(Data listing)
········

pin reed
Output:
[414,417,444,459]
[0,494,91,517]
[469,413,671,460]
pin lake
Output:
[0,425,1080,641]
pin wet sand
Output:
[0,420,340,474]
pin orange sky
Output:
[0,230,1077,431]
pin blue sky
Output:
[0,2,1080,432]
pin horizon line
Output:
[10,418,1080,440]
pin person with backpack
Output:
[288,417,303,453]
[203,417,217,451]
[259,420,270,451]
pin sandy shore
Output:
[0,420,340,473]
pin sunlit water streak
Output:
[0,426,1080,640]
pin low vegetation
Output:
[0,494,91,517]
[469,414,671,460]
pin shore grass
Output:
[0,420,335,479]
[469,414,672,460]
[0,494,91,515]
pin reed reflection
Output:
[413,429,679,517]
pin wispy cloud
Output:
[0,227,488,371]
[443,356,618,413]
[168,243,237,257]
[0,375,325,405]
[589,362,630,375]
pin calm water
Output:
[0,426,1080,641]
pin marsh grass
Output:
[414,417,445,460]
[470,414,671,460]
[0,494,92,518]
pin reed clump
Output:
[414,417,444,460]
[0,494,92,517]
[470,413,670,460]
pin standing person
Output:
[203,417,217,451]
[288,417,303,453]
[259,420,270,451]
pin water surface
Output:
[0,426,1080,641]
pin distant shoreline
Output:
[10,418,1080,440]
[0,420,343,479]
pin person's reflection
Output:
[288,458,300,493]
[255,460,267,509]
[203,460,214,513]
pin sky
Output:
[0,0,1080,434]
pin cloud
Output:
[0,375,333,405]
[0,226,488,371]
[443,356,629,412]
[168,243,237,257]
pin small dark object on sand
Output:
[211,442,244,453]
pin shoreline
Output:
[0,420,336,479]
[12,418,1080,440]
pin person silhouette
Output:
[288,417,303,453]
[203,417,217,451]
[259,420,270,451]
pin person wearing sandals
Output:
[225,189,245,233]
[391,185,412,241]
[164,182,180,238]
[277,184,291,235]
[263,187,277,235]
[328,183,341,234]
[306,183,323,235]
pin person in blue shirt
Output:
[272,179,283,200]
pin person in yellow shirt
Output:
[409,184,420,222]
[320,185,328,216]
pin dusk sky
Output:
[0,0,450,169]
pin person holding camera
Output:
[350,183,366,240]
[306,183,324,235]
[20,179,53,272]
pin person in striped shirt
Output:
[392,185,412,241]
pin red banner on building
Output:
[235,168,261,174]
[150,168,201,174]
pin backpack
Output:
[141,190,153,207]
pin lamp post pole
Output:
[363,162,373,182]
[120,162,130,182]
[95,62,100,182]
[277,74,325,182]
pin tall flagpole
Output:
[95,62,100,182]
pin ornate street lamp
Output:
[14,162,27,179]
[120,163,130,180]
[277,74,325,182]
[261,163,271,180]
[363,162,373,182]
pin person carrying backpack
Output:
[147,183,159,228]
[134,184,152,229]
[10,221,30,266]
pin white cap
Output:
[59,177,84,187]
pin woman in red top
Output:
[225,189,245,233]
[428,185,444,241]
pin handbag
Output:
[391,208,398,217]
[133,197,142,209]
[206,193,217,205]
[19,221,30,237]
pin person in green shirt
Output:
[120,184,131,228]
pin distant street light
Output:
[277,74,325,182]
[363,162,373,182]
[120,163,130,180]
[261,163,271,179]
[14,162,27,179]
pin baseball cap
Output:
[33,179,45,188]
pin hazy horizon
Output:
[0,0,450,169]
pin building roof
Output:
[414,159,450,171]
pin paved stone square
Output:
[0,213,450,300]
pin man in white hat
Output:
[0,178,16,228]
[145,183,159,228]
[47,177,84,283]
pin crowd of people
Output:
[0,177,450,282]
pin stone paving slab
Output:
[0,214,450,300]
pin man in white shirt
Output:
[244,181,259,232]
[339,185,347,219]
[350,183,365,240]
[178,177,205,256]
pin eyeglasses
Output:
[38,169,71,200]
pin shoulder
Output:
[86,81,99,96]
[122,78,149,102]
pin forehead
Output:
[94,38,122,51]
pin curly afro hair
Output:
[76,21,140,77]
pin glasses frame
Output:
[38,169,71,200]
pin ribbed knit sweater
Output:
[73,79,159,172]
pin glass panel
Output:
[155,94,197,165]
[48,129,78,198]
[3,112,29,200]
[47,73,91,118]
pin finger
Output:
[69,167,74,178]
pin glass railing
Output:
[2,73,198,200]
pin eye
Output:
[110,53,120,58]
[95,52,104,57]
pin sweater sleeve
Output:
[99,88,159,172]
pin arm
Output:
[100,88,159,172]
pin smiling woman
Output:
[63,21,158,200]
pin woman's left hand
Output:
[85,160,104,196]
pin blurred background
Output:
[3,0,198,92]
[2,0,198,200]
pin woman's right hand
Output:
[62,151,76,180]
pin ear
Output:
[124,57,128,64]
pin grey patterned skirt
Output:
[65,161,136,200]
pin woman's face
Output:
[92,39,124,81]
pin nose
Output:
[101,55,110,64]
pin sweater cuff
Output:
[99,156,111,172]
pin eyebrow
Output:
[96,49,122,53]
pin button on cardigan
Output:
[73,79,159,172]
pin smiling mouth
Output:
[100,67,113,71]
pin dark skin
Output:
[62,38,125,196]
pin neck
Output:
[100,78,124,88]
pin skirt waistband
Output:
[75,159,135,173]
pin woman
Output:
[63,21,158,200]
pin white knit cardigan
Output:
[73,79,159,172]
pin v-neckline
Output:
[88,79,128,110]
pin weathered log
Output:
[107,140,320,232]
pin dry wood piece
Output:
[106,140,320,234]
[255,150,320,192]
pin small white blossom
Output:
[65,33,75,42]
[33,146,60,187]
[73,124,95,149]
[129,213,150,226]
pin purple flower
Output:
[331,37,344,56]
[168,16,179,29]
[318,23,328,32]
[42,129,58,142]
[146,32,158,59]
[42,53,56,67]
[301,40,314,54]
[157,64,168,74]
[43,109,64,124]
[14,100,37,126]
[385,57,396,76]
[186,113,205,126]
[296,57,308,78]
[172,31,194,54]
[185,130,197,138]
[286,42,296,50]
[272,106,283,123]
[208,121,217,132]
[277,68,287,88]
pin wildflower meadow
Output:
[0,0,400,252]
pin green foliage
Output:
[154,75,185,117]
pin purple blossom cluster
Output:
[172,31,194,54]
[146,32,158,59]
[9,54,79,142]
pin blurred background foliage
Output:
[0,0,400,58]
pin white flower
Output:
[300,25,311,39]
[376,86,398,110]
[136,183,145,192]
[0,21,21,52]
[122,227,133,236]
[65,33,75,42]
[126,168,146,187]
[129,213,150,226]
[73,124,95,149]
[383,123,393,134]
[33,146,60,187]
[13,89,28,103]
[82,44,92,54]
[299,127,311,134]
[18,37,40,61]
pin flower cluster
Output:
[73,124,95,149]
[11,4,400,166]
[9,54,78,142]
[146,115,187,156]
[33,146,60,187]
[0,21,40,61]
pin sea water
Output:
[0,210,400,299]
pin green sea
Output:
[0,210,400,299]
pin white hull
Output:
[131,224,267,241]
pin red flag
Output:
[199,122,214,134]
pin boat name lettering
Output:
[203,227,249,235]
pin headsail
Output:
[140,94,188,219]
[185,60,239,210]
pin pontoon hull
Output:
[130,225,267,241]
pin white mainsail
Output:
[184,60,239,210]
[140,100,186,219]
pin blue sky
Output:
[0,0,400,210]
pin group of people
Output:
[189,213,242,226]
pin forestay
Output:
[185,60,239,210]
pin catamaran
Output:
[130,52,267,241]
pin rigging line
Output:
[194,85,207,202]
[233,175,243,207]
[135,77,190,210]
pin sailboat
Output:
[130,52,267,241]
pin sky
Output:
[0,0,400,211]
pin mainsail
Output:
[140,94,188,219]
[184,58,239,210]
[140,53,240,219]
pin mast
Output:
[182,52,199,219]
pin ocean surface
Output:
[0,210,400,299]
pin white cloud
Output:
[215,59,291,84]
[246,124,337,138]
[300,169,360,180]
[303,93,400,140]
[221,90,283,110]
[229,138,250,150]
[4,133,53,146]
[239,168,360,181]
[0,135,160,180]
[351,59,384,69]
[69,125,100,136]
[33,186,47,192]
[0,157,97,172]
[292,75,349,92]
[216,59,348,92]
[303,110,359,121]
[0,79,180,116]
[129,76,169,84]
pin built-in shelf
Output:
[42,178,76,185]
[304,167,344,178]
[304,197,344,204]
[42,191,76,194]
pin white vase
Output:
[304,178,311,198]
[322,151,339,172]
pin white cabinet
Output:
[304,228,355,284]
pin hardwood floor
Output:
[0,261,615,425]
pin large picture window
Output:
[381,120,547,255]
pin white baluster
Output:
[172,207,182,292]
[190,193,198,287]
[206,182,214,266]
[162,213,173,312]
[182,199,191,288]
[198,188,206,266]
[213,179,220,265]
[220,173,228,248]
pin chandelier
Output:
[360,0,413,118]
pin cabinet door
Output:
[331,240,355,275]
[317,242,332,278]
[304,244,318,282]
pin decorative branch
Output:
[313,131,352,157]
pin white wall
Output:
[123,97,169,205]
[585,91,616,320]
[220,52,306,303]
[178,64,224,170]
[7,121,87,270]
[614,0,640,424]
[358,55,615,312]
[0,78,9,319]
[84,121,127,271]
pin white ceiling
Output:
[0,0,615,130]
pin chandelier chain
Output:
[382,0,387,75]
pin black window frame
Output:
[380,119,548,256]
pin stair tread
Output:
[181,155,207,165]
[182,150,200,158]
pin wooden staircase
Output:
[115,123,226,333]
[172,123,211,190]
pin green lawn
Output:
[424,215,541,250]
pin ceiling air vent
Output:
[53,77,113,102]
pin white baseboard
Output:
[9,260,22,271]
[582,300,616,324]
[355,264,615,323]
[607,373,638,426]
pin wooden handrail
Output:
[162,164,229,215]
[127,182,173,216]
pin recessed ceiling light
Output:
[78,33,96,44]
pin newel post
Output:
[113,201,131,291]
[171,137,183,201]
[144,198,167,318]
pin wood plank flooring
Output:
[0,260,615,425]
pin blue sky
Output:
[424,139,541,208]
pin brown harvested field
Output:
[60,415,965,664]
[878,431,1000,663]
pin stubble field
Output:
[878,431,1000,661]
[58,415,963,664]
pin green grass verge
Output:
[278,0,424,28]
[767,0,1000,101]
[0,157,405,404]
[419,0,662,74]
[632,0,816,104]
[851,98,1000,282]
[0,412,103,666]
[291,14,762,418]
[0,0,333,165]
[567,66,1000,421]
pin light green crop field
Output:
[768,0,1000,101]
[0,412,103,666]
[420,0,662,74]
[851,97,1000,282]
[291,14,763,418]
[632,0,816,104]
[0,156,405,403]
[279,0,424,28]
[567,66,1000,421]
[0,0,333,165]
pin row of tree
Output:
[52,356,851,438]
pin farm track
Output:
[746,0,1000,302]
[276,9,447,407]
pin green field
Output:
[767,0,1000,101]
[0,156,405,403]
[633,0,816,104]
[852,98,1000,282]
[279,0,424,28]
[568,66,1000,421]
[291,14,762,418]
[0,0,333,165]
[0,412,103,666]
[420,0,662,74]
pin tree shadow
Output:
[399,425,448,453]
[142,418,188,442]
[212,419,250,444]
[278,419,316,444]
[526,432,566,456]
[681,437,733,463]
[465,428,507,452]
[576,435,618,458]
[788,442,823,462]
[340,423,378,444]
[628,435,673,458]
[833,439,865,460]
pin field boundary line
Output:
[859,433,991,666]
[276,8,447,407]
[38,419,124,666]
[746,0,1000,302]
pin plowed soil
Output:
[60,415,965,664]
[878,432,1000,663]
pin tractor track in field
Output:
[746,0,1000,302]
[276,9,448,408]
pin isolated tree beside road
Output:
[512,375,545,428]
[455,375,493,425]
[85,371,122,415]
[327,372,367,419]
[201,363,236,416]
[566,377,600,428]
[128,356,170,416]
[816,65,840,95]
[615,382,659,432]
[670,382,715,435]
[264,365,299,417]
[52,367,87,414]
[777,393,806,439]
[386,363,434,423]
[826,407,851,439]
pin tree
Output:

········

Problem statement |
Take the part that opens with the line containing "pin small dark object on sand" and closes with the line containing "[10,221,30,266]", and swap "backpack" for "rucksack" throughout it. Give only those lines again, with nothing else changed.

Result |
pin small dark object on sand
Output:
[211,442,244,453]
pin shoreline
Output:
[0,420,336,479]
[12,418,1080,440]
pin person silhouette
Output:
[288,417,303,453]
[203,417,217,451]
[259,420,270,451]
pin person wearing sandals
Output:
[225,189,245,233]
[391,185,412,241]
[164,182,180,238]
[277,184,291,235]
[263,187,277,235]
[328,183,341,234]
[306,183,323,235]
pin person in blue shirt
Output:
[272,179,283,200]
pin person in yellow shirt
Output:
[409,184,420,222]
[320,185,328,216]
pin dusk sky
Output:
[0,0,450,169]
pin person holding camera
Output:
[350,183,366,240]
[306,183,324,235]
[20,179,53,272]
pin person in striped shirt
Output:
[392,185,412,241]
pin red banner on building
Output:
[235,168,261,174]
[150,168,201,174]
pin rucksack
Output:
[141,190,153,207]
pin lamp post pole
Output:
[363,162,373,182]
[120,162,130,182]
[95,62,100,182]
[277,74,325,182]
pin tall flagpole
Output:
[95,62,100,182]
pin ornate street lamp
Output:
[14,162,27,179]
[120,163,130,180]
[277,74,325,182]
[261,163,271,180]
[363,162,373,182]
pin person carrying rucksack
Output:
[147,183,159,228]
[134,184,152,229]
[10,221,30,266]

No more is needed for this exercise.